Count the lines in the records below that contain the string "cloud" with letter case taken into account, and give only that number.
────────────────
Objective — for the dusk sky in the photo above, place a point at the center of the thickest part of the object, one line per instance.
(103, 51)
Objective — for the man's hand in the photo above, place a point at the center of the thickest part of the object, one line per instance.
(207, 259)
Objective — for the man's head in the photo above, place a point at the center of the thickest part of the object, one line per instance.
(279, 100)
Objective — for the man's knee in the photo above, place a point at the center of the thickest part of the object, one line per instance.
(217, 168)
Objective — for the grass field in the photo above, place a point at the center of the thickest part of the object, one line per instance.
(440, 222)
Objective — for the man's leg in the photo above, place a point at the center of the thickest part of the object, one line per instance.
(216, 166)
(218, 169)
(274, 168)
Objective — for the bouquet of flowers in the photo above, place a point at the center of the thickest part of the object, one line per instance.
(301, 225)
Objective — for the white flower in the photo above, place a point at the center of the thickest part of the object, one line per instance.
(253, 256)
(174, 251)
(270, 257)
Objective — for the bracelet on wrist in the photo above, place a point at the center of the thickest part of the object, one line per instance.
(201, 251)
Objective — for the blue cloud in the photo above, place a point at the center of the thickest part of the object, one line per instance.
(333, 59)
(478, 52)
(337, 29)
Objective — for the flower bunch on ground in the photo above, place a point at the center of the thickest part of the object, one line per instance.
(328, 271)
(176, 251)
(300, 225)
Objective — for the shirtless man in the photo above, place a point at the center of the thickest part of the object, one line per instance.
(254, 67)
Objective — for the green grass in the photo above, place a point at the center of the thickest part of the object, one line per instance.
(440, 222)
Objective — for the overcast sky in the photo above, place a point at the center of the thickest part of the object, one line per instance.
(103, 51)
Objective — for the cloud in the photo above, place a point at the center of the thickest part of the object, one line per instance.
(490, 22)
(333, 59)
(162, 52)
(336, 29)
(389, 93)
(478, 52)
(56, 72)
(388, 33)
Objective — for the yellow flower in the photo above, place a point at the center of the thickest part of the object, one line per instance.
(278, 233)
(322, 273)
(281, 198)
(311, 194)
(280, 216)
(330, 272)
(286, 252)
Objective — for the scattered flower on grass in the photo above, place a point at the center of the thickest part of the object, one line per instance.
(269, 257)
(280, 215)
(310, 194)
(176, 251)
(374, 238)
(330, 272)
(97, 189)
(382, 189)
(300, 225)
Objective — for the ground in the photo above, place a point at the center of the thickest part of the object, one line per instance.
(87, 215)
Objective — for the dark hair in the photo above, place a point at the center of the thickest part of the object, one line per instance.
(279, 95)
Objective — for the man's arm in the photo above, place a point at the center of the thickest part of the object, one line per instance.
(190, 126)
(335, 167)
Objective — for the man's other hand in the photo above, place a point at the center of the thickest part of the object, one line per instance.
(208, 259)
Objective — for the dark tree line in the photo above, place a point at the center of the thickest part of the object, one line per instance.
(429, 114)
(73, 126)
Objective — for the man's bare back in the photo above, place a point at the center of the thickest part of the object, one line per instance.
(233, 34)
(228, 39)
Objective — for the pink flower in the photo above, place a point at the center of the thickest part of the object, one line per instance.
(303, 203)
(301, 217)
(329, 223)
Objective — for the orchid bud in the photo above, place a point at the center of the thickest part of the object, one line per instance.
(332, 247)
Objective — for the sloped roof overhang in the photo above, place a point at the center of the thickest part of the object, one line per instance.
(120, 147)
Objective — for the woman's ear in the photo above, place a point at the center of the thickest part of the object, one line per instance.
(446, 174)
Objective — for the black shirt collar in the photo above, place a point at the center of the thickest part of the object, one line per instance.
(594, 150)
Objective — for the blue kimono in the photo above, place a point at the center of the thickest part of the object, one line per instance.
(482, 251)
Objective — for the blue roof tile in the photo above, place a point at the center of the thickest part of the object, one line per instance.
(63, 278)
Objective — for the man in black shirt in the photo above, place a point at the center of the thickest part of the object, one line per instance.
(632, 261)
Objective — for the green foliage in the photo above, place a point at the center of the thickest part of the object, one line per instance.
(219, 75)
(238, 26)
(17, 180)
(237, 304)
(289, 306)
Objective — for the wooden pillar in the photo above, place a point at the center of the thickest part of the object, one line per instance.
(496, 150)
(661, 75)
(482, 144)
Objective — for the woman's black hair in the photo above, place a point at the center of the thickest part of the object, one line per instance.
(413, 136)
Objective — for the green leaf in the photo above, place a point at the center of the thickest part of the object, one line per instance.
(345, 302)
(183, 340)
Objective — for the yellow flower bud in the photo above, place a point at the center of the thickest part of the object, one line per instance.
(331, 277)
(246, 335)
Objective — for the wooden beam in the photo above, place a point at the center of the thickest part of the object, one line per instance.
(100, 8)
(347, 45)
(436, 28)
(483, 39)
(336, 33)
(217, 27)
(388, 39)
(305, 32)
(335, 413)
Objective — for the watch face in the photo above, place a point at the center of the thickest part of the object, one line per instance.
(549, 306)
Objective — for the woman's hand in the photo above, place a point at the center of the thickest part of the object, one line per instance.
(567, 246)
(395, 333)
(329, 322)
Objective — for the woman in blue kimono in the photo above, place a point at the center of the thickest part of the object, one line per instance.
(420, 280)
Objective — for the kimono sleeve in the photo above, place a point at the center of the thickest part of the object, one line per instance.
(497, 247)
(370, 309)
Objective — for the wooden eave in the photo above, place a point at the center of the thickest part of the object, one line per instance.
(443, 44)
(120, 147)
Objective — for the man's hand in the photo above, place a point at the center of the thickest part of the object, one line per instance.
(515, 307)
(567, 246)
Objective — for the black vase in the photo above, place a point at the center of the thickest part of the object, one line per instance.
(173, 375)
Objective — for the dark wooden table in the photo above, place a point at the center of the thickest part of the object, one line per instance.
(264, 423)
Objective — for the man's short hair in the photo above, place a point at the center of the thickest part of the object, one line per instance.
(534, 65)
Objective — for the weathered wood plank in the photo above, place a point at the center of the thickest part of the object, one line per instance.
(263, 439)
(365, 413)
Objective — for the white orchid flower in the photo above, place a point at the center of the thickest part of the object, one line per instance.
────────────────
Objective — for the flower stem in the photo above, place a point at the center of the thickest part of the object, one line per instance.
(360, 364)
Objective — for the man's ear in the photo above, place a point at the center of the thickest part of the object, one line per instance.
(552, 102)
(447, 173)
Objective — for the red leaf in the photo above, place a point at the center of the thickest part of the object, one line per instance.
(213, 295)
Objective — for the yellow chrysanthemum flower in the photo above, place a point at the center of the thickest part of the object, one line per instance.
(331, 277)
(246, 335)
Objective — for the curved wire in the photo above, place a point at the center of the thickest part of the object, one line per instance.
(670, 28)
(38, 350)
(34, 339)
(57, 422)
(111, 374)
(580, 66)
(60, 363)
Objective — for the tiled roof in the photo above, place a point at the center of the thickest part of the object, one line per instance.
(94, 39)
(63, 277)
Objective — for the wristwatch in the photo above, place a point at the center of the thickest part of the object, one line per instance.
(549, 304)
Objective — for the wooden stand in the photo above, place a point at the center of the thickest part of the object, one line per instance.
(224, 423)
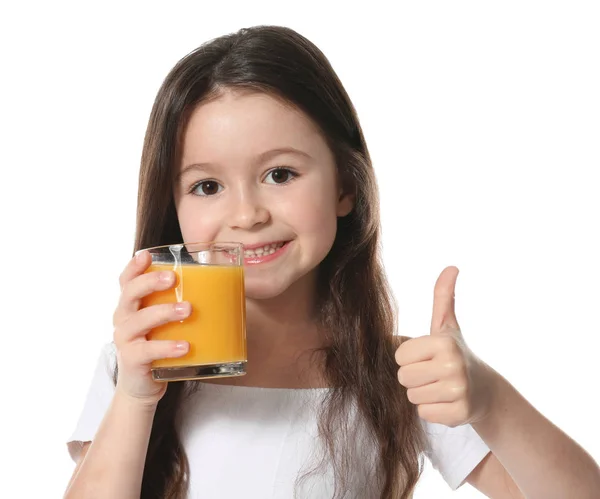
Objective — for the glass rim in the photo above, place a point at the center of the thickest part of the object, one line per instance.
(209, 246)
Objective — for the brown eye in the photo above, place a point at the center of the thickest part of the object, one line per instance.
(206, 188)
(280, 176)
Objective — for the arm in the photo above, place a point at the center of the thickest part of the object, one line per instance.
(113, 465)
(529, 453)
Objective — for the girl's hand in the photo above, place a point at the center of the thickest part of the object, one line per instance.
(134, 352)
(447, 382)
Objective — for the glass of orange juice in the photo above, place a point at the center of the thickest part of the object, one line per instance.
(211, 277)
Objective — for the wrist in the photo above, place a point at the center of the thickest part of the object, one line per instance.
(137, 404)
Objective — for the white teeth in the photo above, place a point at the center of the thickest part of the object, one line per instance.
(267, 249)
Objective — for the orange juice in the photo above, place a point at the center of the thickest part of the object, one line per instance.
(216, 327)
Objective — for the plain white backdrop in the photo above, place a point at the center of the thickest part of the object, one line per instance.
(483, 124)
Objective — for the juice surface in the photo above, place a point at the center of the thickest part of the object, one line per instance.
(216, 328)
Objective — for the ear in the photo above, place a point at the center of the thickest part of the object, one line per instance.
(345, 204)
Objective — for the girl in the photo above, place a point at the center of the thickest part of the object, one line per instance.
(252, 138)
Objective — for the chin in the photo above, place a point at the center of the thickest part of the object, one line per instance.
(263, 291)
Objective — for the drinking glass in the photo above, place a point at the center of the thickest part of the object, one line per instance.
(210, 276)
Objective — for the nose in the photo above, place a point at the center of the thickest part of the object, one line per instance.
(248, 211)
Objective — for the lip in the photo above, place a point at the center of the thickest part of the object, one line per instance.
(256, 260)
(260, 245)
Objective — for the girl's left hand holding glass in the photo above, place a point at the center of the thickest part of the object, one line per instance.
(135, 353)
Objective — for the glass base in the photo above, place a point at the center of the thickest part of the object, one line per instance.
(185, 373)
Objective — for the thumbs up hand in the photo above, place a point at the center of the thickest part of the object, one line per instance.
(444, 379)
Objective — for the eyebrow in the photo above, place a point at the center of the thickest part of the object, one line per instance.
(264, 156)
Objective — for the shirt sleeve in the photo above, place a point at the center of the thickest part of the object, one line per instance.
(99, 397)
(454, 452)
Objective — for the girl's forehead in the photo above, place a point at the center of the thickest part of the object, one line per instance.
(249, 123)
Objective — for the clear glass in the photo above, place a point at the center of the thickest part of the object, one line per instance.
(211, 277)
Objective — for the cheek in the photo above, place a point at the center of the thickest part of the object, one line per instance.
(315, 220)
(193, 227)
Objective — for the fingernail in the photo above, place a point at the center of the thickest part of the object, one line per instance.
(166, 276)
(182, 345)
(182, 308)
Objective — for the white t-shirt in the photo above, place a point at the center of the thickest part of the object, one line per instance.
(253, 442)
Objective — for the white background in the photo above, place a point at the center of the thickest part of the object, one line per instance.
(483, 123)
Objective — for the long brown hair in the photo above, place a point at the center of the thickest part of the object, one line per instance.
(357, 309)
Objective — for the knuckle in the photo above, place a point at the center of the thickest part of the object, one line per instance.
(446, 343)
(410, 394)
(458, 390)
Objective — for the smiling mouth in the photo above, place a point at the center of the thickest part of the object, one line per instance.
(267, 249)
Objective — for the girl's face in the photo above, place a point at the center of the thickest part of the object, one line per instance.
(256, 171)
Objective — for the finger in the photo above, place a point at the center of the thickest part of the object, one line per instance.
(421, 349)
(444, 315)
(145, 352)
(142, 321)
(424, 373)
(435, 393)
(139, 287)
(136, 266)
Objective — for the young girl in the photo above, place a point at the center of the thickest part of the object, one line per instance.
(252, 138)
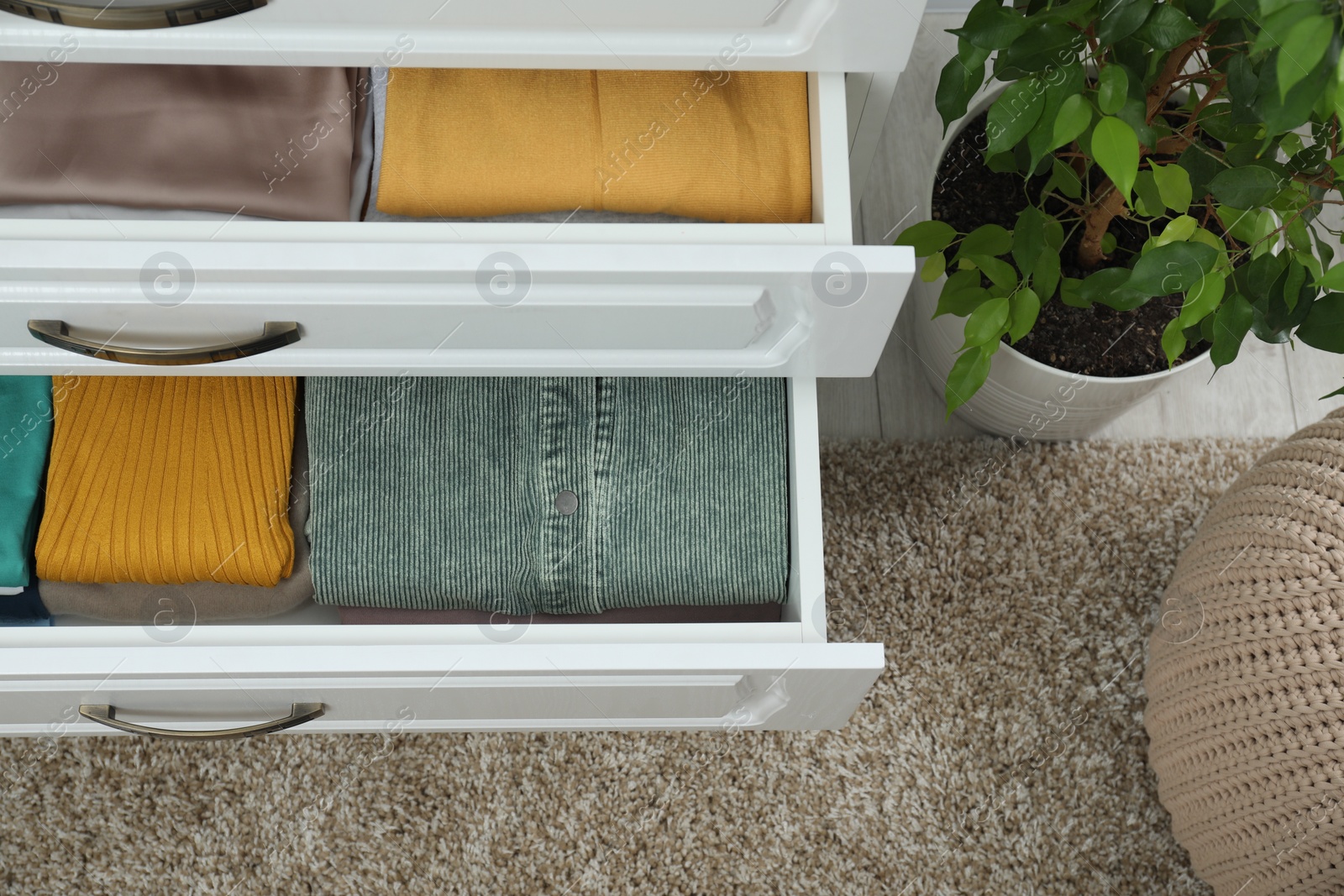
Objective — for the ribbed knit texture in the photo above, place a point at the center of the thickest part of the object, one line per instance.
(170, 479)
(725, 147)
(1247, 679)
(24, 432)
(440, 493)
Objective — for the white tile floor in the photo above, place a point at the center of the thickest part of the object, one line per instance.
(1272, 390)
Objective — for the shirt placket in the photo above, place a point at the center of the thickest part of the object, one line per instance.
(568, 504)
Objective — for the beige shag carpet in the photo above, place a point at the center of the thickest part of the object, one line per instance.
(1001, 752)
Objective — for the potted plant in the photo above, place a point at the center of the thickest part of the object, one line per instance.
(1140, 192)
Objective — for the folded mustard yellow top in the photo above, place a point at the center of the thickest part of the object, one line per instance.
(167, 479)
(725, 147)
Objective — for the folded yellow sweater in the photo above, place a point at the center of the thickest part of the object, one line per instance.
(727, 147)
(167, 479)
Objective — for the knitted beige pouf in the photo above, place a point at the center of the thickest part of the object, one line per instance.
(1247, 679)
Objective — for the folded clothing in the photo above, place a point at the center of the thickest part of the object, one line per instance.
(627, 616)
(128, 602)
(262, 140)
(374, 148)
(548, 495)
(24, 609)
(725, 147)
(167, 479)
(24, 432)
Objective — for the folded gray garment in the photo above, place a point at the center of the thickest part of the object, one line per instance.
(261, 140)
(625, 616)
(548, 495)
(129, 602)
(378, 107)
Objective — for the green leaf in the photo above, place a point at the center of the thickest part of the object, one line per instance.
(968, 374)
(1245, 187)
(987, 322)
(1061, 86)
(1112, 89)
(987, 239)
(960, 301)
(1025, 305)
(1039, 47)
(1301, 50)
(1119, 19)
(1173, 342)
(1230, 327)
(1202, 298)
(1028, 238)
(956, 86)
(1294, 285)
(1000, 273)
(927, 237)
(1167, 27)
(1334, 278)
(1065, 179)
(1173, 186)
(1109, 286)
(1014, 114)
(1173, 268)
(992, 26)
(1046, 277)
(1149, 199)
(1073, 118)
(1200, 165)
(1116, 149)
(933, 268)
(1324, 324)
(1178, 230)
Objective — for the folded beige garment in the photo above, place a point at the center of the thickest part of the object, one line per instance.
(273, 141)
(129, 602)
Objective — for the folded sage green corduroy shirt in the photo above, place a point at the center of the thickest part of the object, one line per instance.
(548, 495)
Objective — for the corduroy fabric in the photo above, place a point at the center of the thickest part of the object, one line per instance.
────────────────
→ **Reply to the exercise**:
2